YOUR TASK =
Omit the images. Copy each entry word for word.

(Point annotation dataset records)
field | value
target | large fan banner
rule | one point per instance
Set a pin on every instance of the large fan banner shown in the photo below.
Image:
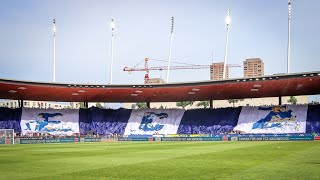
(276, 119)
(154, 121)
(51, 121)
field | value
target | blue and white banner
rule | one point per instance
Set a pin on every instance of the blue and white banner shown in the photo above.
(52, 121)
(277, 119)
(154, 121)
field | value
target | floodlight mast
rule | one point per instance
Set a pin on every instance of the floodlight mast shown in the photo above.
(54, 29)
(169, 59)
(289, 32)
(228, 21)
(112, 25)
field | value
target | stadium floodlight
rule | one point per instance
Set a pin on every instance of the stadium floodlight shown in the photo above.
(112, 25)
(228, 21)
(54, 29)
(169, 58)
(288, 48)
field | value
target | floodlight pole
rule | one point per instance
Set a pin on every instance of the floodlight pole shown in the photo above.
(54, 50)
(289, 32)
(112, 36)
(228, 20)
(169, 59)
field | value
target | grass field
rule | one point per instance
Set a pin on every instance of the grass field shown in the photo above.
(162, 160)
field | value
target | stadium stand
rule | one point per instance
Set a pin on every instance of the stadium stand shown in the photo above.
(196, 121)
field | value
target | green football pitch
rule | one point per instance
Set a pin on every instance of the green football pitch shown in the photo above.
(162, 160)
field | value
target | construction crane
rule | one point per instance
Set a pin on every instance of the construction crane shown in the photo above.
(146, 68)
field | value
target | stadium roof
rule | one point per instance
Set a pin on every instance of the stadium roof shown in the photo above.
(307, 83)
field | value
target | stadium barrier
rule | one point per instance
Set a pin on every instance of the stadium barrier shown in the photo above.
(50, 140)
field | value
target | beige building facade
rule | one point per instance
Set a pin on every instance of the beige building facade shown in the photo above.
(216, 71)
(253, 67)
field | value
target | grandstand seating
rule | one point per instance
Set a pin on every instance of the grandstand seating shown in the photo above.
(196, 121)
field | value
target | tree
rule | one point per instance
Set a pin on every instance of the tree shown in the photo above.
(98, 105)
(141, 105)
(205, 104)
(184, 104)
(234, 101)
(292, 100)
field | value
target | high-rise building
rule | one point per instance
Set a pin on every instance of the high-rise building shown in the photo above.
(253, 67)
(216, 71)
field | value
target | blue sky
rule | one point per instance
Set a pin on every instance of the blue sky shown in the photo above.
(83, 43)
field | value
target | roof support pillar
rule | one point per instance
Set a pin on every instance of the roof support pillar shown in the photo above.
(280, 101)
(148, 105)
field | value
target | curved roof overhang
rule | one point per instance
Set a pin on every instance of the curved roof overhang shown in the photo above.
(307, 83)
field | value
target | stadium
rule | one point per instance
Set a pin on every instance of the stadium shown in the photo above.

CORRECT OUTPUT =
field | value
target | large fan banner
rule | one point per instance
Set a pin on every instance of the large fan banner shown in the photo below.
Image:
(276, 119)
(154, 121)
(51, 121)
field | value
target | blue and white banner
rule | one point per instance
Set a pin on every instance of the blue and white banner shown in the photo above.
(52, 121)
(277, 119)
(154, 121)
field | value
target | floodlight mast
rule | one point per instance
Set a pin on every instance of the floodlight mast shown in the photo above.
(54, 29)
(169, 59)
(289, 32)
(228, 21)
(112, 25)
field | value
target | stadium floodlight
rule | one point per instance
Set a pin on every instance of the stadium floodlight shown in the photo above.
(112, 25)
(228, 21)
(54, 29)
(169, 58)
(288, 48)
field | value
target | floodlight pole
rule | one point per instance
Set a pin on every instance of the floodlight pole shown in the photo above.
(54, 50)
(289, 32)
(112, 36)
(228, 20)
(169, 59)
field | value
target | grass field
rule | one point per instance
Set a pin on every instance of the grass field shown in the photo above.
(162, 160)
field | value
target | stadium stand
rule | one point per instance
Set a pin on every instance of the stadium stand shown in the photo above.
(196, 121)
field | value
target | green football pitch
rule | one point per instance
Set a pin on every instance of the green football pitch shown in the photo above.
(162, 160)
field | value
target | construction crane
rule | one point per instance
Set a pin on every instance of the construction crane shown in the photo above.
(146, 68)
field | value
target | stadium roof
rule | one point per instance
Set a pin on every instance of the stadium roof shown in the photo above.
(307, 83)
field | value
target | stadium barrier
rule | one point per instance
Set a pin on every instance of the stadium barrier shown in the photo above.
(50, 140)
field | value
target | beige building facade
rule | one point per instance
Set a pin on every instance of the beige building facade shown in the photo above.
(216, 71)
(253, 67)
field | value
target | grandstand seating
rule | one point per instance
Set a pin on every instance of the grandstand seating shown in the photo above.
(196, 121)
field | value
target | tree
rule | one point per instance
Set a pin on every instance of the tree shown in the photo above.
(98, 105)
(141, 105)
(205, 104)
(184, 104)
(234, 101)
(292, 100)
field | value
target | high-rise building
rule | one point per instance
Set a pin on every instance of the high-rise building shown in the photo above.
(253, 67)
(216, 71)
field | value
target | blue sky
rule | one point per instance
Set a pin on every instance of the blue sky shown in the photo above.
(83, 43)
field | value
target | roof support pillar
rule | one point per instance
Set a pin on every instance of the roof support pillar shown in the photo above.
(280, 101)
(148, 105)
field | value
target | curved roof overhang
rule | one point per instance
Set a pin on every instance of the curved roof overhang shown in the photo above.
(307, 83)
field | value
target | stadium
rule | one point per instance
Set a pin on every instance of the stadium shown in the photo above.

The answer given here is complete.